> **INSTRUCTIONS TO FOLLOW**:
Copy the lines verbatim, beginning with the line that contains "cabinet in this photo." and continuing through the end of the data, and only those lines.

> **Rows from a dataset**:
--- Begin ---

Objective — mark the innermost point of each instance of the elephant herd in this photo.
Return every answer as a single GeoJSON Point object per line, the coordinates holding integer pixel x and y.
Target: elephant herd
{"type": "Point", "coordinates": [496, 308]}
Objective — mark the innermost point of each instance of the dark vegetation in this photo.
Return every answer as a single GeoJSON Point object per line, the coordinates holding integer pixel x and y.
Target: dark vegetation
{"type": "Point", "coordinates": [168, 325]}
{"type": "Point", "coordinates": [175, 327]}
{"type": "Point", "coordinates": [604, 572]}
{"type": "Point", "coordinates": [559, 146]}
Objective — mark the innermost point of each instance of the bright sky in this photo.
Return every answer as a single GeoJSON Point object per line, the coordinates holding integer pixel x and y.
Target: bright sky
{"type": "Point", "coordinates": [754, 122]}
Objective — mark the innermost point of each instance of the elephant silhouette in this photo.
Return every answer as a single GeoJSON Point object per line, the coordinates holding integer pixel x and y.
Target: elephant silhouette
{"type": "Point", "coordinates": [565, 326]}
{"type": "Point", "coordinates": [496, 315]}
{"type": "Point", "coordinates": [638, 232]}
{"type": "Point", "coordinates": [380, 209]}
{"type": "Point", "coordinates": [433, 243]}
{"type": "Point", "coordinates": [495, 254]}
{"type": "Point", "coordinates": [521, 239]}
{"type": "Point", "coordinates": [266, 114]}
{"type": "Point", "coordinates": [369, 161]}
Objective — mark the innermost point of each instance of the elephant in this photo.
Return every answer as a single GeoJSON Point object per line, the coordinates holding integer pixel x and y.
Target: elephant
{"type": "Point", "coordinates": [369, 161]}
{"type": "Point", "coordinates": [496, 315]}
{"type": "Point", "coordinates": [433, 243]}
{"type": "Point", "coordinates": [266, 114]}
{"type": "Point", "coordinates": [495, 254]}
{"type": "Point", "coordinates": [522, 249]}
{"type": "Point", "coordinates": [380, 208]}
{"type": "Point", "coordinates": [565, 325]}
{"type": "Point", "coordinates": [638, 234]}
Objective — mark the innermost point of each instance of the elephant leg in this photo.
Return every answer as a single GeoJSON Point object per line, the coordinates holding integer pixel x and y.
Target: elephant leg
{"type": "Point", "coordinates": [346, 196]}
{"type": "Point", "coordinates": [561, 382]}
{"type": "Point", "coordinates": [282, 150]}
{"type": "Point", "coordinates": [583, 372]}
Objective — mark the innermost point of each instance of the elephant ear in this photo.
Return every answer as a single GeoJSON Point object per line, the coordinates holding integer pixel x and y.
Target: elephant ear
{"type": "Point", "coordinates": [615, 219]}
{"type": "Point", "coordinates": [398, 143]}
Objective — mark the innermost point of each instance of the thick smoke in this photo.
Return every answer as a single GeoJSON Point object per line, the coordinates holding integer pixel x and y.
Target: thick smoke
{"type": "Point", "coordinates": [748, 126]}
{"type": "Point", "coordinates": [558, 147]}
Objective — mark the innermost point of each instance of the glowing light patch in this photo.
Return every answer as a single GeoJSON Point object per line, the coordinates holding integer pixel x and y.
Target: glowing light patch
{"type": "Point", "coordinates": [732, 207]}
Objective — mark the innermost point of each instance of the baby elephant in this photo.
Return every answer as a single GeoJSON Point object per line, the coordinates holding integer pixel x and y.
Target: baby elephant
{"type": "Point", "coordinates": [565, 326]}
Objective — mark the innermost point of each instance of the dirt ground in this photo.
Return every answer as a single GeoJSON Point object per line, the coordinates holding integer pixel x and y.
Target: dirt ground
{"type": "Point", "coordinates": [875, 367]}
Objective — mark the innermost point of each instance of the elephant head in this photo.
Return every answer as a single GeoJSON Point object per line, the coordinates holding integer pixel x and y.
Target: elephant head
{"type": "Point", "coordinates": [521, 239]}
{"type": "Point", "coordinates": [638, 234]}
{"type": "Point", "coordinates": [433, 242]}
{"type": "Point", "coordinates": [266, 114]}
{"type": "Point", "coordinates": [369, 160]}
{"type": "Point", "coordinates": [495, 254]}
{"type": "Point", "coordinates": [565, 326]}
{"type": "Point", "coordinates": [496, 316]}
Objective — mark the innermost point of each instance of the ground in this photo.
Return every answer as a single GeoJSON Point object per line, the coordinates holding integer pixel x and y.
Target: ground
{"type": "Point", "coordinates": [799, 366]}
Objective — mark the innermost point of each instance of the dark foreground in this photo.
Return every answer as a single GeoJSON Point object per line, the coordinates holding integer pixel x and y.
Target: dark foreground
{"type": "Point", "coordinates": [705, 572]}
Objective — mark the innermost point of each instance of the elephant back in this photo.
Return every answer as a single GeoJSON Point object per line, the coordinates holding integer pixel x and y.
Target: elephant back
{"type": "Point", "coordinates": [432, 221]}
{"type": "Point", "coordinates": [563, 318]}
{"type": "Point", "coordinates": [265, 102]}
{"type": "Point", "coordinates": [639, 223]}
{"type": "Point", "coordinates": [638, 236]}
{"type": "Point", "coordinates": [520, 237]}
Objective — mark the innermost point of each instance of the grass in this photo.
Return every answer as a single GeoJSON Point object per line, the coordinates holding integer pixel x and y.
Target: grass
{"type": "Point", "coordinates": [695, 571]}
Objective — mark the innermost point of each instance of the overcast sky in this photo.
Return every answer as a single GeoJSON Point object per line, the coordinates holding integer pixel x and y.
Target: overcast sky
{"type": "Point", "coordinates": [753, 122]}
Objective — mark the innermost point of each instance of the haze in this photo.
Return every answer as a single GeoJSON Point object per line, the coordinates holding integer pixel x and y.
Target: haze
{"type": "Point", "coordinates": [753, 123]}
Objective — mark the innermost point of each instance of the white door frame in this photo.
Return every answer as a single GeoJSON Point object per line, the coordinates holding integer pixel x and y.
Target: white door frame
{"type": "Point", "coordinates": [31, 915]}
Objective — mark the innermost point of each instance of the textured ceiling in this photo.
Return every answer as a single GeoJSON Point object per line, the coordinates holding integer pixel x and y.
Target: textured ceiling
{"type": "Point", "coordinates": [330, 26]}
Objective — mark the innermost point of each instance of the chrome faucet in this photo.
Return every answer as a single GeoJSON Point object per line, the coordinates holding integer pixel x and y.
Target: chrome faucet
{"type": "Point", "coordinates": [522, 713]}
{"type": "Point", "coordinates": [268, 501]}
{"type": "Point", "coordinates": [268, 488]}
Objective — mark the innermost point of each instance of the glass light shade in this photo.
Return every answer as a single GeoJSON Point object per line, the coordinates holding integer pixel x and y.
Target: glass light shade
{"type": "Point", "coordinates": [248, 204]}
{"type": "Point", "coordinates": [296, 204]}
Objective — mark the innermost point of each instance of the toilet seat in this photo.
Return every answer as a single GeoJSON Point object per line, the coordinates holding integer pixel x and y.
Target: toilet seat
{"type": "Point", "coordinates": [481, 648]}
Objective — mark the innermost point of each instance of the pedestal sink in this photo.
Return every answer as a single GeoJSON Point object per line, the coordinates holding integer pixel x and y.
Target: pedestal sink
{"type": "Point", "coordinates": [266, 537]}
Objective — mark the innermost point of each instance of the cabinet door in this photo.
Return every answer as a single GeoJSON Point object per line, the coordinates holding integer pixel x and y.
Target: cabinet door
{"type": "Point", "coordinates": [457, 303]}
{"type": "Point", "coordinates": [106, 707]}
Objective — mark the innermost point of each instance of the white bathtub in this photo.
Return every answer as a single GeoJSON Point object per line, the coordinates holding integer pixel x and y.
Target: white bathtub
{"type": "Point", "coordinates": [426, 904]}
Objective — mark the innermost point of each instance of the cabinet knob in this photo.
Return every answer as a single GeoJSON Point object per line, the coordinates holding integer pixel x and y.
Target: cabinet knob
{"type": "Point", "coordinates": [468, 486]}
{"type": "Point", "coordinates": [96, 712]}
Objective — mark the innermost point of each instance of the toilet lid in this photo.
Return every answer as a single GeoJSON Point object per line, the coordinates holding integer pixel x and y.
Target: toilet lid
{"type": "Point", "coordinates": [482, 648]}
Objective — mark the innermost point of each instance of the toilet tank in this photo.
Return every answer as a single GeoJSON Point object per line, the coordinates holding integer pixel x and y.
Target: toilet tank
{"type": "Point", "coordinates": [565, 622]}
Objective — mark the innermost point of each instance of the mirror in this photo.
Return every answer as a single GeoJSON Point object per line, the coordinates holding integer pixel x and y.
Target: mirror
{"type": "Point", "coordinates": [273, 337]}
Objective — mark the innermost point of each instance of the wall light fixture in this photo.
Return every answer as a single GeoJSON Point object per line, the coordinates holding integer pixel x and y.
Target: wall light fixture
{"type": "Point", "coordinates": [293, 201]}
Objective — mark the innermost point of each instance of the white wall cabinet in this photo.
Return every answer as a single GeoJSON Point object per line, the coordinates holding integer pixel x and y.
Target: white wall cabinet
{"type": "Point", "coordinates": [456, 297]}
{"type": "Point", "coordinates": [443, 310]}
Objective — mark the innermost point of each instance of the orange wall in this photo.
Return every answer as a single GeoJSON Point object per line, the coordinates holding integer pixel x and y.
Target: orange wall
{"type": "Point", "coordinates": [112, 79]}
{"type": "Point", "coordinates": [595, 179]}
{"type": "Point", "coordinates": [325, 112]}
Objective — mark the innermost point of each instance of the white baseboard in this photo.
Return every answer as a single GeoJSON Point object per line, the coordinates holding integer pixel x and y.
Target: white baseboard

--- End ---

> **ANSWER FOR THE TASK**:
Objective — mark the innermost point of each instance of the white wall cabinet in this photo.
Return every answer as a single GeoJSON Point object per line, the coordinates holding integer pixel x and y.
Target: white wall cabinet
{"type": "Point", "coordinates": [456, 297]}
{"type": "Point", "coordinates": [443, 310]}
Objective — mark the innermost point of each instance of the orange wall in this photo.
Return every answer as a single GeoJSON Point object per line, the coordinates holding integer pixel x and y.
Target: orange wall
{"type": "Point", "coordinates": [112, 79]}
{"type": "Point", "coordinates": [595, 179]}
{"type": "Point", "coordinates": [325, 112]}
Objective — mark the innermost point of each instance of the white baseboard in this photo.
Return every answer as a single GeoJSON Point object per line, the coordinates holding integer pixel x and y.
Target: white baseboard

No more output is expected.